Change every occurrence of "locate" to "detect" in the data below, and reproduce all other text unchanged.

» EXTRACTED RECORDS
## BEGIN

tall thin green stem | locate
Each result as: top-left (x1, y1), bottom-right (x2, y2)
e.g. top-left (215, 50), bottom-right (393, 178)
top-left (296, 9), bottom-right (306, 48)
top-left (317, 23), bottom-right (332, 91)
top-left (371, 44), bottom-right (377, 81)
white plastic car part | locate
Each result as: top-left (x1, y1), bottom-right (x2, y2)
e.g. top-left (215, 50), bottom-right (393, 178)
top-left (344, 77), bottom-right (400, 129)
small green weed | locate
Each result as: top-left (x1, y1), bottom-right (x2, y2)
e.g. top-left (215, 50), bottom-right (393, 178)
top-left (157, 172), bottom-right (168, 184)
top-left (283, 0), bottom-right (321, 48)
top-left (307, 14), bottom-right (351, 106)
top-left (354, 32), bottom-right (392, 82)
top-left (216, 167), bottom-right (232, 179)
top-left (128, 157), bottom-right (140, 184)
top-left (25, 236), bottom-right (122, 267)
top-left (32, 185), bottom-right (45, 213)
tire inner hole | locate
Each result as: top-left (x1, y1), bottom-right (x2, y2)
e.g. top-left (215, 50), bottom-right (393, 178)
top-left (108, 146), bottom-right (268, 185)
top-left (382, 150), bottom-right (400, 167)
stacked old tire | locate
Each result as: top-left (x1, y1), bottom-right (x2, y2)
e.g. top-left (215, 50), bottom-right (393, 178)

## END

» OUTPUT OF THE TASK
tall thin green stem | detect
Each result as: top-left (x1, y1), bottom-right (x2, y2)
e.g. top-left (215, 50), bottom-right (393, 178)
top-left (296, 9), bottom-right (306, 48)
top-left (317, 23), bottom-right (332, 91)
top-left (371, 44), bottom-right (377, 81)
white plastic car part | detect
Each result as: top-left (x1, y1), bottom-right (x2, y2)
e.g. top-left (215, 50), bottom-right (393, 178)
top-left (344, 77), bottom-right (400, 129)
small green weed | detect
Each result as: top-left (x1, y1), bottom-right (x2, y2)
e.g. top-left (215, 50), bottom-right (393, 178)
top-left (157, 172), bottom-right (168, 184)
top-left (283, 0), bottom-right (321, 48)
top-left (307, 14), bottom-right (351, 106)
top-left (354, 32), bottom-right (392, 82)
top-left (216, 167), bottom-right (232, 179)
top-left (128, 157), bottom-right (140, 184)
top-left (25, 236), bottom-right (122, 267)
top-left (32, 185), bottom-right (45, 213)
tire inner hole | detect
Each result as: top-left (x1, y1), bottom-right (x2, y2)
e.g. top-left (215, 50), bottom-right (393, 178)
top-left (108, 146), bottom-right (268, 185)
top-left (382, 150), bottom-right (400, 167)
stacked old tire | detect
Each result as: top-left (x1, y1), bottom-right (x2, y2)
e.g. top-left (215, 50), bottom-right (393, 178)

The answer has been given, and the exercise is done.